* begin *

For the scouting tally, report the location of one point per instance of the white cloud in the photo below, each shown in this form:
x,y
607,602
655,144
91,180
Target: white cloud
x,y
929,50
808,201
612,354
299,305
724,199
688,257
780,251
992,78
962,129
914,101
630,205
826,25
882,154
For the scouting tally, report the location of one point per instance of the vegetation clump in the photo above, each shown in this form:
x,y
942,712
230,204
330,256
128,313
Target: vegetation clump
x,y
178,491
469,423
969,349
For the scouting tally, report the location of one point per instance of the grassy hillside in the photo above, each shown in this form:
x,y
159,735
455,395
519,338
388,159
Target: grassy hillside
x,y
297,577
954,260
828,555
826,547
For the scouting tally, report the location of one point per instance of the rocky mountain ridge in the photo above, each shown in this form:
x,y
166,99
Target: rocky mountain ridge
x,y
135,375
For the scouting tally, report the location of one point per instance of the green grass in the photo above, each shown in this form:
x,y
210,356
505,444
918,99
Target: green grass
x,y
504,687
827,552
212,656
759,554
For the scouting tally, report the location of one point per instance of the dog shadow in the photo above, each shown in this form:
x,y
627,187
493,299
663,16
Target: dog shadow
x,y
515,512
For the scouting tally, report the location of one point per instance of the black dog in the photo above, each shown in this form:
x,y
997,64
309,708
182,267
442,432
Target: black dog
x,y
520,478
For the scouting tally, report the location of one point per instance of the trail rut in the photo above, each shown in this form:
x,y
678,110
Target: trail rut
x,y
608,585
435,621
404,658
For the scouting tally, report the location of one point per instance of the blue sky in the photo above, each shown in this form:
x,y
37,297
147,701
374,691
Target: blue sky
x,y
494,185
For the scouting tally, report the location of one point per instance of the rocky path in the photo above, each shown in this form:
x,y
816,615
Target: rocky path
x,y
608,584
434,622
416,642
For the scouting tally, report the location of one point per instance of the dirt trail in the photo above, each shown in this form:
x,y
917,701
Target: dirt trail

* end *

→ THE PROBLEM
Reproduce the listing from the line containing "of the dirt" through the end of the listing, both ends included.

→ TASK RESPONSE
For the scouting tally, report the location of one point per instance of the dirt trail in the photo above, each shown in this form:
x,y
917,701
Target: dirt trail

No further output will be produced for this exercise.